Everything from the line containing "bull's muzzle in the photo above" to the last line of the records must be returned verbatim; nothing else belongs in the output.

▸ A block of data
+--
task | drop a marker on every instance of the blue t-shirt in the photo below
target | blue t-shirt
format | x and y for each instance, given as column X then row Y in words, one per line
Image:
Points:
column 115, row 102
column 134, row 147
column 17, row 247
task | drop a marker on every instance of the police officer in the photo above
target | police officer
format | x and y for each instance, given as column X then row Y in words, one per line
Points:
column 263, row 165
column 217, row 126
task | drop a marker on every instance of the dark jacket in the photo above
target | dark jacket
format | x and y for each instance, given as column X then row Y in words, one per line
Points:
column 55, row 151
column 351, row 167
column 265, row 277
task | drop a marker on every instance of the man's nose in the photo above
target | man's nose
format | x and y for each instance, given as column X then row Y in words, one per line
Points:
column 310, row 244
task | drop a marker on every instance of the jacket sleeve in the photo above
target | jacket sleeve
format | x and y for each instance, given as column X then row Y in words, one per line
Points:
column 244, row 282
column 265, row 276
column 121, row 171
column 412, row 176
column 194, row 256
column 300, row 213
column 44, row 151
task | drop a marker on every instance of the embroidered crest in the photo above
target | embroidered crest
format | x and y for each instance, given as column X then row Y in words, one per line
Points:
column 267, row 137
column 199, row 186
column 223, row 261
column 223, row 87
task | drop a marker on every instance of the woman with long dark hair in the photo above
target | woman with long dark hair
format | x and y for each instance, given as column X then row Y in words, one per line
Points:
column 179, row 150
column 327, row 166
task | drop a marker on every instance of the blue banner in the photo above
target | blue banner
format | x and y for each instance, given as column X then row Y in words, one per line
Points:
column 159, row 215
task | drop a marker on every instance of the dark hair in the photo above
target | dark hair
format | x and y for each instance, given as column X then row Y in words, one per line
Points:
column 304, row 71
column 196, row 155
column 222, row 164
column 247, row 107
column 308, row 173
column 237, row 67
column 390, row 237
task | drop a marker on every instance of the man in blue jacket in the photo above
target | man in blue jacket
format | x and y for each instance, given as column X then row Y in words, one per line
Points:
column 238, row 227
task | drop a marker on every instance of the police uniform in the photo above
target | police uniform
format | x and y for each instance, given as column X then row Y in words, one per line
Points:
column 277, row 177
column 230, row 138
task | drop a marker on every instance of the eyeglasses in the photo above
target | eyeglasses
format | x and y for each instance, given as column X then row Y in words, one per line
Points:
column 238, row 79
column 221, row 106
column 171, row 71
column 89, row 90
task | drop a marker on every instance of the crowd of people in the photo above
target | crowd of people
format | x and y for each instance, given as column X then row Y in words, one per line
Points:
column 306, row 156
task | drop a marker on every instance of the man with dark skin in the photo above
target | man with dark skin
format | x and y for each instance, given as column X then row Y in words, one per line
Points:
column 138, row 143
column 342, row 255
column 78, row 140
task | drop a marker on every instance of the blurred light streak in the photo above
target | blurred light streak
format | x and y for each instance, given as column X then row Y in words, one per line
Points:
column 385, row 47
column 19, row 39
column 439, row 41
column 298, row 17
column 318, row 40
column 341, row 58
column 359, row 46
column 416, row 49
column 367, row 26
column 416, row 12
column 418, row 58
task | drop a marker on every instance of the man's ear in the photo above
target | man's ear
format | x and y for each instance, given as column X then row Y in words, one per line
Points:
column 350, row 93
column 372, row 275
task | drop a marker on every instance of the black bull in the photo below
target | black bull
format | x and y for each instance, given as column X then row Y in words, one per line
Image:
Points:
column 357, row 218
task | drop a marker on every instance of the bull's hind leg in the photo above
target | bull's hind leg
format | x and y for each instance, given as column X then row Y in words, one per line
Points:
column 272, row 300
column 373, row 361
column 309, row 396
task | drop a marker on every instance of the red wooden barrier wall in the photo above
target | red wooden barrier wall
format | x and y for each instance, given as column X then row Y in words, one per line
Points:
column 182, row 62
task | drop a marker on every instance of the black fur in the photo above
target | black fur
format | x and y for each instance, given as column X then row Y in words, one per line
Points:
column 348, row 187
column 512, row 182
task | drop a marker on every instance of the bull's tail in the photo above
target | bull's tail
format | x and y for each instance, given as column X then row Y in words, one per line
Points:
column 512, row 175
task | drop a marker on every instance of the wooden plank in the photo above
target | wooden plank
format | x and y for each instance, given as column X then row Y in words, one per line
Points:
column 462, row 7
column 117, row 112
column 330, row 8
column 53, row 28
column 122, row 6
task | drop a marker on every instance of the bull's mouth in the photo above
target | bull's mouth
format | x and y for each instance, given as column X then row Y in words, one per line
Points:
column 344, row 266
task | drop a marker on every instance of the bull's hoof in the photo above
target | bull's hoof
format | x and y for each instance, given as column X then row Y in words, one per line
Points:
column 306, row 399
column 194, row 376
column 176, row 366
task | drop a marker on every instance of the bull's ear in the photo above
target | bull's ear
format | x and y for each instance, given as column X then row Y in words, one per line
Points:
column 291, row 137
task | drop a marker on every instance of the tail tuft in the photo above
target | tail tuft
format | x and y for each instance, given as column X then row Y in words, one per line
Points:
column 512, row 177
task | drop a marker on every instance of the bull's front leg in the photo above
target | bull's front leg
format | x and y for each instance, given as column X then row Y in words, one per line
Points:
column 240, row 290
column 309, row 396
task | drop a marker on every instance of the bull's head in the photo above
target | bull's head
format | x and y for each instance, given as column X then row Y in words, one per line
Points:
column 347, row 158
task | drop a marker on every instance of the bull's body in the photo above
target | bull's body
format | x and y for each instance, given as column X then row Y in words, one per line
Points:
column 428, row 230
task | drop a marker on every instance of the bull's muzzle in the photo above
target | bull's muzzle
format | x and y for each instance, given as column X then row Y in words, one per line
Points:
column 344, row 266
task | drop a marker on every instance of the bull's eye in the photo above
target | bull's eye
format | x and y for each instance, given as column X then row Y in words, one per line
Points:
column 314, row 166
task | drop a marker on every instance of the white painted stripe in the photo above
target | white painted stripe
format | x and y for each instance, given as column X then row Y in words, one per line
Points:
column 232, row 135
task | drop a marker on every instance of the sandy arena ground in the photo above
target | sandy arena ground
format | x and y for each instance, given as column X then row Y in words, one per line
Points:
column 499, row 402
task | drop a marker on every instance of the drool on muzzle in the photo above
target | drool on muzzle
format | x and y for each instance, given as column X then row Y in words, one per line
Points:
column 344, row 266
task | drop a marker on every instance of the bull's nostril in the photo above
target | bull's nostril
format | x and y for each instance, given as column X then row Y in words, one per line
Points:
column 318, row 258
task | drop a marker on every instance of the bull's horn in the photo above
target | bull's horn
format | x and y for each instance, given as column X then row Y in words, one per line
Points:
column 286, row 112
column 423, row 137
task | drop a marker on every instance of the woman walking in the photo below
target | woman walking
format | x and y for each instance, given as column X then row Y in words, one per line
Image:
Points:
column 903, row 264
+--
▸ Response to the exercise
task | drop a marker on every instance of the bull's muzzle in the photo above
target | bull's muzzle
format | x and y for each instance, given as column X then row Y in words, one per line
Points:
column 344, row 266
task | drop a marker on every instance of the bull's eye in the photo above
target | bull's eye
format | x and y for each instance, given as column X then row Y in words, one per line
Points:
column 314, row 166
task | drop a marker on every instance of the white painted stripe in the photo above
target | white painted stripe
format | x and y for each instance, given as column X then row Y in words, one per line
Points:
column 232, row 135
task | drop a marker on every instance of the sandy arena ground in the photo above
target | sandy arena ground
format | x and y for each instance, given as column X then row Y in words, one per line
Points:
column 499, row 402
task | drop a marker on every instance of the drool on muzzle in the photo above
target | drool on muzzle
format | x and y for each instance, given as column X then row Y in words, one per line
Points:
column 344, row 266
task | drop a marker on every instance of the bull's nostril in the photo above
target | bull's nostril
format | x and y for each instance, given as column X then row Y in words, one per line
Points:
column 318, row 258
task | drop a marker on every instance of the bull's horn in the photo above
target | bull's horn
format | x and y for each instance, given as column X then row Y in words, one per line
Points:
column 286, row 112
column 423, row 137
task | drop a marker on every instance of the woman walking in the photo below
target | woman walking
format | x and y for each instance, given as column X then row Y in words, one per line
Image:
Points:
column 903, row 264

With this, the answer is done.